Short problem 1: In the parrot post, what price did the writer pay for the Grey?

Page text:

I am a brand new parrot owner. I have teils and keets but I just brought home my newest family member today. I've been researching and reading about greys for about a year now. I had planned on going to a rescue to get one when I felt qualified but I was rushed into it by my heart this morning. I'd heard of this family that was selling their bird because it "wasn't acting right" any longer. Well I emailed this person all morning and upon learning that he had this poor baby in the garage because he didn't what what to do with it I finally after several emails convinced him to sell me his Grey for $300, half of what he was origionally asking. This poor baby is probably going to be a problem child for quite a few months but I am so determined to do what it takes and win his trust and let him know that he is home and will be loved. Here is what I know about him. This poor guy was bought a little under a year ago with a mate that he had been with for two years. The people that bought them clipped theirs wings and pretty much gave them run of the house. The female was the most active and friendly and the male (mine) was kind of reserverd and preferred to stay close to his cage. Well they took them outside with them when they went out and barbqued and things and let them free outside. On one of these occasions approx. two months ago they left the birds unattended for a period of 1-2 hours. They went back out and the male was back in his cage and the felmale was gone. All they found was a pile of feathers. They explained to me that a while before they had lost a cockateil to the neighbors cat in the back yard. (Idiots) So due to the trauma that this poor guy has endured with the loss of his mate and possibly being attacked as well he screams and growls at anyone that gets too close to him. This was too much for them to handle and they put him in a 12 in x 18in x 18in travel carrier and stuck him in the garage and that is how I got him. He's home and calm until I within 3 feet of him. I need any advice on how to help him. I'm sorry this is so long but I wanted you to know most of what I know.

Extracted material:
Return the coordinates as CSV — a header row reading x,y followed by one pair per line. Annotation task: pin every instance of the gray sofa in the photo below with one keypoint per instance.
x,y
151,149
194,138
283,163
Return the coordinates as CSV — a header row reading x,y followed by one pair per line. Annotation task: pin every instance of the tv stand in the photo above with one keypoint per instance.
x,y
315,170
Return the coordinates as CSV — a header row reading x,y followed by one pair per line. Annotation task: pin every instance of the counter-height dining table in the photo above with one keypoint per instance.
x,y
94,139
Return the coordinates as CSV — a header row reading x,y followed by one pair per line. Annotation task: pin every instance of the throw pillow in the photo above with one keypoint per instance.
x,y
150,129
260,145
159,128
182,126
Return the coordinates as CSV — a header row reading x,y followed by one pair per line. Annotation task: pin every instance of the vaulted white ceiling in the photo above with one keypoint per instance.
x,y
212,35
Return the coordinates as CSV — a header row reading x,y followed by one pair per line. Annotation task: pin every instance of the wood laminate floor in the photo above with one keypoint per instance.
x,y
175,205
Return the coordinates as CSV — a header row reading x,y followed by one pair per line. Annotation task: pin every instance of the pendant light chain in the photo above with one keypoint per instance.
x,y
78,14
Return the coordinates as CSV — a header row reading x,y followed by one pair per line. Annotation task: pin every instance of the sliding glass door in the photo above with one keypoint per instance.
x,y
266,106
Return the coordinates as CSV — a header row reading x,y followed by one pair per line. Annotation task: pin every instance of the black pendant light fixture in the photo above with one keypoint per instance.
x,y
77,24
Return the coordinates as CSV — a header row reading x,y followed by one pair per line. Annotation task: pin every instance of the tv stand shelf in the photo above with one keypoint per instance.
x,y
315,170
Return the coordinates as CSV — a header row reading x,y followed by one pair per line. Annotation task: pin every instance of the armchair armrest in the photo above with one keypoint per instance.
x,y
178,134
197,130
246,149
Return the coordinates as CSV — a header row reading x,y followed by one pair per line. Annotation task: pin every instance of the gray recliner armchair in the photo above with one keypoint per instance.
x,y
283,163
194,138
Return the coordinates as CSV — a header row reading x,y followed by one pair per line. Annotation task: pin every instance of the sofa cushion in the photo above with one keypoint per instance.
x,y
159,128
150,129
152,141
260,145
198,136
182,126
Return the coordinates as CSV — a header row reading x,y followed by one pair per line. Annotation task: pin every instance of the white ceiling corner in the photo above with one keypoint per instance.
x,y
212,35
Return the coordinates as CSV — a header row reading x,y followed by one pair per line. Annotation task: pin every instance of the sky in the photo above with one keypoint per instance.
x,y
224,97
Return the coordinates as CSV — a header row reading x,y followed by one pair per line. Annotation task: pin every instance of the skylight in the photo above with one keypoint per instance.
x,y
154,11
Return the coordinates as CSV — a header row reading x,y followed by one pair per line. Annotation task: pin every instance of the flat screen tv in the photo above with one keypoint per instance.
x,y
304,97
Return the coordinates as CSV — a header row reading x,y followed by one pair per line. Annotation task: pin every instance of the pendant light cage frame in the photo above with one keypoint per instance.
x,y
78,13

Short problem 2: Please rewrite the entries from the line with "of the black" through the end of the entries, swapping "keypoint" for "marker" and leaving everything else unchanged.

Response 1: $300, half of what the seller was originally asking.

Response 2:
Return the coordinates as CSV — a header row reading x,y followed by one pair per line. Annotation task: pin every instance of the black pendant light fixture in the photo above with one marker per instance.
x,y
77,24
Return the coordinates as CSV — a header row reading x,y followed by one pair per line. Annotation task: pin every instance of the tv stand shelf in the photo above with one marker per instance.
x,y
315,170
Return the coordinates as CSV — a header row reading x,y followed by one pair per line. Annotation task: pin every instance of the armchair armrest in the photo above with one marker per instance.
x,y
178,134
197,130
246,149
Return the coordinates as CSV — a header row reading x,y followed by one pair per line. Annotation task: pin every instance of the gray recliner armchair in the photo above with one marker per instance.
x,y
283,163
194,138
Return the coordinates as CSV — a header row reading x,y followed by one pair per line. Annotation task: pin every instance of the sofa cushion in the photo above with one marker per instance.
x,y
159,128
150,129
152,141
260,145
198,136
182,126
Return the coordinates as CSV — a header row reading x,y followed by one pair per line. Annotation task: pin every instance of the white ceiling corner in the photo above with one marker per instance.
x,y
212,35
Return the coordinates as CSV — a header row reading x,y followed by one pair per line. Annotation task: pin every instance of the sky in the photo above with one marker per instance.
x,y
224,97
Return the coordinates as CSV — a header row reading x,y followed by one pair per line. Annotation task: pin every instance of the skylight in the photo above with one marker per instance.
x,y
154,11
Return the coordinates as CSV — a header row reading x,y followed by one pair per line. Annotation task: pin every instance of the flat screen tv in the photo above with one marker per instance.
x,y
304,97
Return the coordinates as CSV — a header row reading x,y followed by one pair per line. Annotation task: pin every instance of the pendant light cage frame in the photo above with one marker per instance.
x,y
78,13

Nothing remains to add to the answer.